:: EXCERPT ::

BYLAWS
The Oasis Senior Center Board of Directors announces new changes to its existing bylaws and governance structure. In a meeting on January 17, 2019, the Senior Citizens of Logan County, Inc. Board of Directors approved the new by-laws.
The By-Laws and Policies Committee has been working reviewing the changes since February of 2018. Most specifically, the changes and movement has been reducing the number of board members from twenty-one (21) to fifteen (15). The twenty-one board members was created to ensure three members were on each standing committee. The board felt that each committee will have at least 1-2 board members that will act as the liaison to the board, however, to ensure member input, the board is hopeful that general members of the Oasis will want to join committees to bring their expertise and knowledge to The Oasis.
Forthcoming will be a list of standing committees. (Committee functions will be posted on this website, once approved.) Please reach out to Nancy Cunningham, Executive Director, or the Chair of the Committee if you have interest in serving. (Chairs are listed on "The Board" tab on the "About" drop down options.)
BOARD OF DIRECTORS
The business, properties and affairs of the Corporation shall be controlled and managed by a Board of Directors which shall serve as the link between the Corporation and the community; establishing the Corporation’s goals and developing resources and policies. The Board of Directors shall be responsible for the strategic direction of the Corporation, planning for the future and providing appropriate oversight and input into the planning and improvement process.
The Board of Directors shall reflect the diversity of the community and the needs of the Corporation.
Members of the Board of Directors are required to comply with Oasis policies.
Members of the Board of Directors are expected to act in the best interest of the Oasis.
Members of the Board of Directors may act on behalf of the Oasis only with Board approval. No Board member may independently represent him/herself as acting for the Oasis.
Members of the Board of Directors shall receive no honoraria.
ORGANIZATION
The Board of Directors shall exercise its leadership function through an effective and functional organizational structure.
COMMITTEES
Ad Hoc and Standing Committees are created to facilitate the mission of the Oasis.
EXECUTIVE COMMITTEE:
To act with the power and duties of the Board, in the absence of a quorum at a regularly scheduled Board of Directors meeting for the purpose of transacting business that cannot be postponed until the next regularly scheduled meeting.
To conduct the annual evaluation of the Executive Director.
To oversee formal grievances in accordance with Grievance Policy.
To oversee the orientation of new Board of Directors members.

:: OBJECTIVE A ::
According to the bylaws text, how many members will the board have once the change is made?
The bylaws text above has no connection to the entries that follow.

:: INFORMATION SHOWN ::
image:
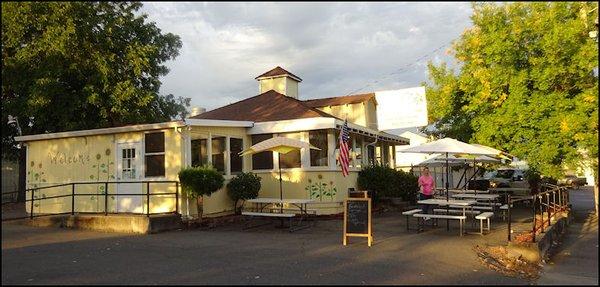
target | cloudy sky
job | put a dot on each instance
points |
(336, 48)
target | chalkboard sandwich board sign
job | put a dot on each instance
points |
(357, 219)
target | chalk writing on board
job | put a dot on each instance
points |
(357, 217)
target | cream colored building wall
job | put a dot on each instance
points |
(371, 114)
(355, 113)
(219, 202)
(328, 189)
(93, 159)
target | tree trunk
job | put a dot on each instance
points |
(596, 190)
(199, 206)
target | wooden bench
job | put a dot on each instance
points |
(282, 216)
(478, 207)
(458, 211)
(421, 216)
(482, 217)
(409, 213)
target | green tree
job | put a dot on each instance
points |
(83, 65)
(525, 83)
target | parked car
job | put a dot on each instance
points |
(572, 181)
(507, 177)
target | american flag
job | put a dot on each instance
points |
(344, 152)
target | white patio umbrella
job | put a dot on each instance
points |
(453, 160)
(448, 146)
(279, 145)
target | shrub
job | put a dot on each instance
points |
(199, 181)
(534, 179)
(384, 181)
(242, 187)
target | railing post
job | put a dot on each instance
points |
(148, 199)
(508, 215)
(72, 199)
(549, 209)
(31, 213)
(105, 198)
(534, 220)
(542, 212)
(559, 199)
(176, 197)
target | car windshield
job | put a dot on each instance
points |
(489, 174)
(507, 173)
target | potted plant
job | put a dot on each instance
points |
(242, 187)
(199, 181)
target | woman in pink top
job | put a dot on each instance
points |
(426, 187)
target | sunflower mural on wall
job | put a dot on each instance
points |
(319, 189)
(102, 172)
(35, 178)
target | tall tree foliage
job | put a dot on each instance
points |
(525, 84)
(73, 65)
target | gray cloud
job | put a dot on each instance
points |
(335, 48)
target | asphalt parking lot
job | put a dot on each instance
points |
(265, 255)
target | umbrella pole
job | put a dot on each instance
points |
(447, 195)
(280, 182)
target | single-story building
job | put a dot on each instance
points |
(128, 160)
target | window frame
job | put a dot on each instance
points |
(163, 153)
(230, 157)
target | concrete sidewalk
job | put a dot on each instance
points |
(575, 262)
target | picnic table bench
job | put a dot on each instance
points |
(262, 203)
(422, 216)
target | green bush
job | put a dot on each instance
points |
(384, 181)
(199, 181)
(242, 187)
(534, 178)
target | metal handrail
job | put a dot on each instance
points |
(542, 202)
(33, 198)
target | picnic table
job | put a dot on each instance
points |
(491, 199)
(261, 203)
(443, 202)
(470, 191)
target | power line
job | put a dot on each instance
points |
(402, 69)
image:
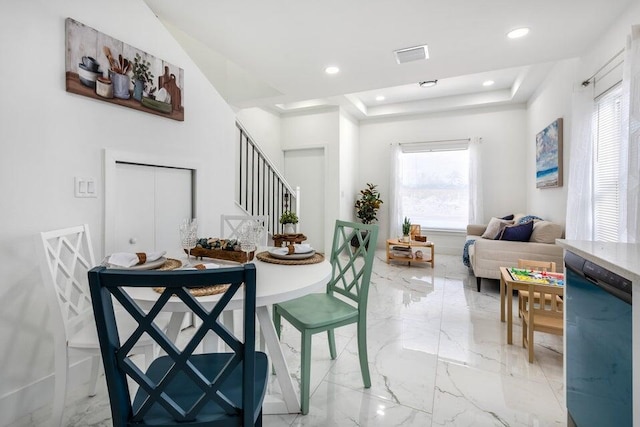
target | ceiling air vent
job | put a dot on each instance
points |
(409, 54)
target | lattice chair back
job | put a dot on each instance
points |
(230, 226)
(352, 265)
(68, 255)
(181, 388)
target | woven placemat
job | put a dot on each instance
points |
(266, 257)
(172, 264)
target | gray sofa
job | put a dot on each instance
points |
(486, 255)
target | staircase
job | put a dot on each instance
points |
(260, 188)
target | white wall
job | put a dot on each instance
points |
(551, 101)
(349, 165)
(48, 136)
(314, 129)
(503, 150)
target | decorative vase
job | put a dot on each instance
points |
(138, 88)
(120, 85)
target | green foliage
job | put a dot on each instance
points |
(406, 226)
(368, 204)
(141, 70)
(288, 217)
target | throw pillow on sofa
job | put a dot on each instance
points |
(494, 228)
(517, 232)
(546, 232)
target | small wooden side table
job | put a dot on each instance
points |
(278, 239)
(410, 245)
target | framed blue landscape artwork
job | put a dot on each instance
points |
(549, 156)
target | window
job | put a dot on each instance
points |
(434, 187)
(606, 165)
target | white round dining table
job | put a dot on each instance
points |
(274, 283)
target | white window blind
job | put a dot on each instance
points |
(606, 165)
(434, 187)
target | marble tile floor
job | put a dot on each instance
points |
(438, 357)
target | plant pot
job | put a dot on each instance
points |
(120, 85)
(138, 88)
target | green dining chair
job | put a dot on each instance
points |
(313, 313)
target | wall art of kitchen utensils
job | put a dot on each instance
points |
(107, 69)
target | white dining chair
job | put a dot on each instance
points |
(230, 226)
(67, 256)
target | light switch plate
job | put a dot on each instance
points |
(85, 187)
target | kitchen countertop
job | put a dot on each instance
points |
(620, 258)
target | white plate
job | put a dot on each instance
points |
(146, 266)
(283, 253)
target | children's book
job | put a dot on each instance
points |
(541, 277)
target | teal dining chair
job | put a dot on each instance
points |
(351, 264)
(180, 387)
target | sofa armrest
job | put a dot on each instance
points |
(476, 229)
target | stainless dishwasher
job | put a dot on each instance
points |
(598, 345)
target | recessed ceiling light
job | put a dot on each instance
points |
(428, 83)
(517, 33)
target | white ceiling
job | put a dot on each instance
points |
(273, 53)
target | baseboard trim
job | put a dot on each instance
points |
(23, 401)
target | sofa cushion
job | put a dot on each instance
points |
(494, 227)
(517, 232)
(546, 232)
(528, 218)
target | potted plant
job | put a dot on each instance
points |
(142, 76)
(367, 208)
(368, 204)
(288, 219)
(406, 230)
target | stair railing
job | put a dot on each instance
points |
(261, 189)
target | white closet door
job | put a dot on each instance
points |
(174, 202)
(150, 204)
(135, 199)
(305, 168)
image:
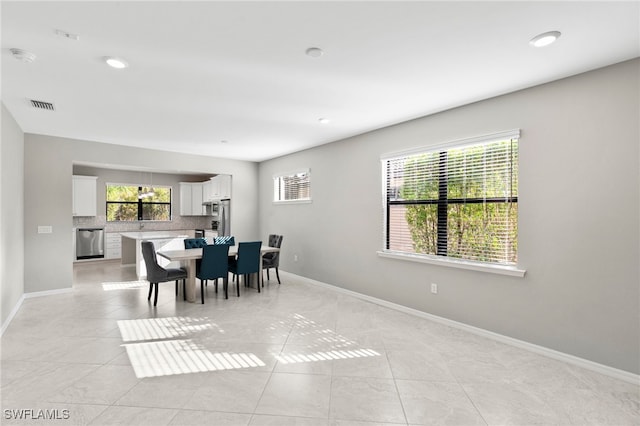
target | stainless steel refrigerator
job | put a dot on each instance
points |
(224, 218)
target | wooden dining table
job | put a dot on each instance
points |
(188, 258)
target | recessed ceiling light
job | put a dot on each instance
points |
(22, 55)
(65, 34)
(314, 52)
(115, 62)
(544, 39)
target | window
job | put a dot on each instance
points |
(292, 187)
(459, 200)
(132, 202)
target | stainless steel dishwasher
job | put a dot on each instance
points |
(89, 243)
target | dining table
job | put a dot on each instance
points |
(188, 258)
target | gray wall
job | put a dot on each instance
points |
(11, 215)
(48, 169)
(578, 223)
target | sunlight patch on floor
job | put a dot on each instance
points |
(297, 357)
(124, 285)
(162, 328)
(170, 357)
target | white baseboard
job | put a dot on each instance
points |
(31, 295)
(12, 314)
(47, 293)
(541, 350)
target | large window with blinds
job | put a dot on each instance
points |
(457, 200)
(292, 187)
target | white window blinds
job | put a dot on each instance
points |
(459, 200)
(294, 186)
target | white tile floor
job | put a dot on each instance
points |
(294, 354)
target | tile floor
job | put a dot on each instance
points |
(295, 354)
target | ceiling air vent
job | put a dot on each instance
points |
(42, 105)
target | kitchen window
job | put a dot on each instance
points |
(134, 203)
(292, 187)
(455, 201)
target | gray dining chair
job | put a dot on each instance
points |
(272, 260)
(157, 274)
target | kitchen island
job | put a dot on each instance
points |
(162, 240)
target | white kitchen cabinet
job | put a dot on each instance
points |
(84, 195)
(191, 199)
(207, 194)
(196, 200)
(185, 199)
(113, 249)
(210, 235)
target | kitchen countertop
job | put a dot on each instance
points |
(153, 235)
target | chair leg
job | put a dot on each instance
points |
(155, 299)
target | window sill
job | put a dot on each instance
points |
(453, 263)
(306, 201)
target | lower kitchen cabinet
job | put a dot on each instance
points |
(113, 242)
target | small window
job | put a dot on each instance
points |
(133, 203)
(459, 200)
(292, 187)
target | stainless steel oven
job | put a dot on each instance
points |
(89, 243)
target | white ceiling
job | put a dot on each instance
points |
(204, 72)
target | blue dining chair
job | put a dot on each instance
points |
(190, 243)
(247, 263)
(226, 239)
(215, 264)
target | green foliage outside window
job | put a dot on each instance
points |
(476, 190)
(125, 203)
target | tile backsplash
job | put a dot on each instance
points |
(177, 223)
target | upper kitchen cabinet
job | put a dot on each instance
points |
(191, 199)
(84, 195)
(218, 188)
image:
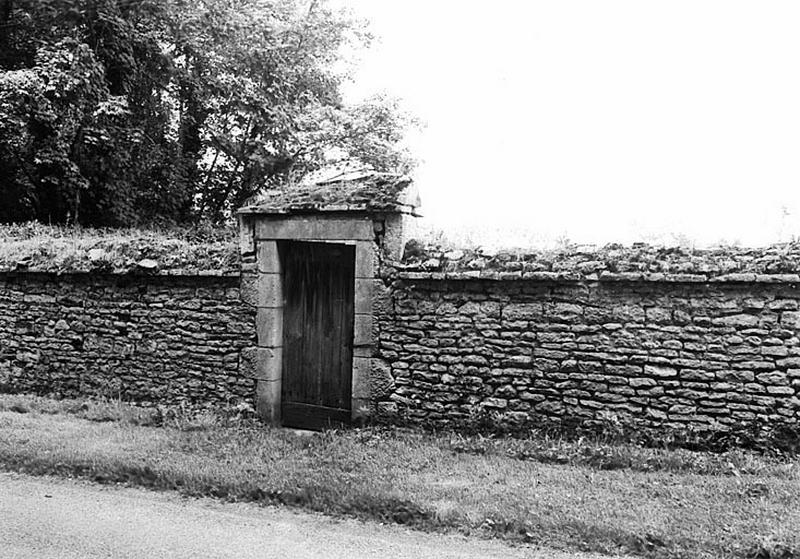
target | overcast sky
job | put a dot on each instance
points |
(599, 121)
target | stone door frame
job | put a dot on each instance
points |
(267, 232)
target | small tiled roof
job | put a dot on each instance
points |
(362, 192)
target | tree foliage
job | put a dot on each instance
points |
(117, 112)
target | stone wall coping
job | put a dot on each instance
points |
(369, 192)
(612, 263)
(493, 275)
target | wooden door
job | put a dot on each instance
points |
(318, 334)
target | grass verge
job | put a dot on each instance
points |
(681, 504)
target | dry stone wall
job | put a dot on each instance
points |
(677, 353)
(146, 339)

:: OBJECTIVE B ::
List every line of the entries that contains the string "tree", matching case exactly.

:: REPLY A ::
Fifteen.

:: REPLY B ::
target | tree trunk
target | green tree
target | tall tree foliage
target | tree foliage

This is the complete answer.